◆ **About this exercise**:
Verbatim reproduction of the entries is required; images must be omitted.
· · ·
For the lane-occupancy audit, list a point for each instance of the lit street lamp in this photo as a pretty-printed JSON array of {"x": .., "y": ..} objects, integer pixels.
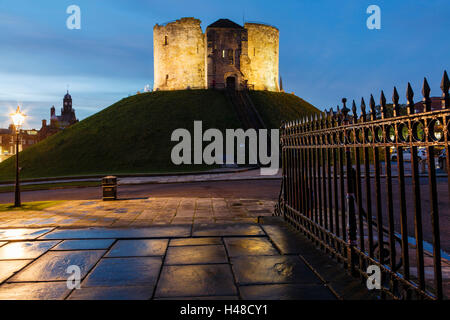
[{"x": 18, "y": 118}]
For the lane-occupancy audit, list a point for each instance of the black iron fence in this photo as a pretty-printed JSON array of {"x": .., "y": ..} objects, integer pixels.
[{"x": 367, "y": 190}]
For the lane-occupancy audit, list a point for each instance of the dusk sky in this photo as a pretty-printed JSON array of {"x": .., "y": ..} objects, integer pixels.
[{"x": 326, "y": 50}]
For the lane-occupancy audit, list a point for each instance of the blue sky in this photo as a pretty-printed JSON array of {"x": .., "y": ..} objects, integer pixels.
[{"x": 326, "y": 50}]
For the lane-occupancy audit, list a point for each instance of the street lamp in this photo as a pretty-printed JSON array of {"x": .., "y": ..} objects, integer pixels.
[{"x": 18, "y": 118}]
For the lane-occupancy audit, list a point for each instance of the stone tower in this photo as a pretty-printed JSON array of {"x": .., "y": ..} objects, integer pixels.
· · ·
◆ **Problem solution**:
For the lane-occupancy audit, list a point for each instance of the lit street lamp in this photo as a pretty-printed JSON array of {"x": .., "y": ..} objects, integer pixels.
[{"x": 18, "y": 118}]
For the lane-occupancy audit, list a point for each instance of the black iron fence in this photo as a pretty-printed JSON array of {"x": .., "y": ..} objects, integer pixels.
[{"x": 367, "y": 190}]
For the lane-occupancy audit, list a point for each instance of the dusk sky in this photo as a pretty-printed JSON array of {"x": .., "y": ..} objects, integer pixels.
[{"x": 326, "y": 50}]
For the lane-occupancy audit, list a point for each instance of the blue sky in this photo as a pretty-printed JSON array of {"x": .., "y": ..} objects, integer pixels.
[{"x": 326, "y": 50}]
For the lane-occupancy audit, list a point for each instance of the street lamp in this photo as a pretty-printed JSON array of {"x": .., "y": ..} objects, integer pixels.
[{"x": 18, "y": 118}]
For the lane-occupancy audit, list a point for each instance of the stone tower in this photo as a pretty-printed JSON array of {"x": .., "y": ..} objects, integer pixels.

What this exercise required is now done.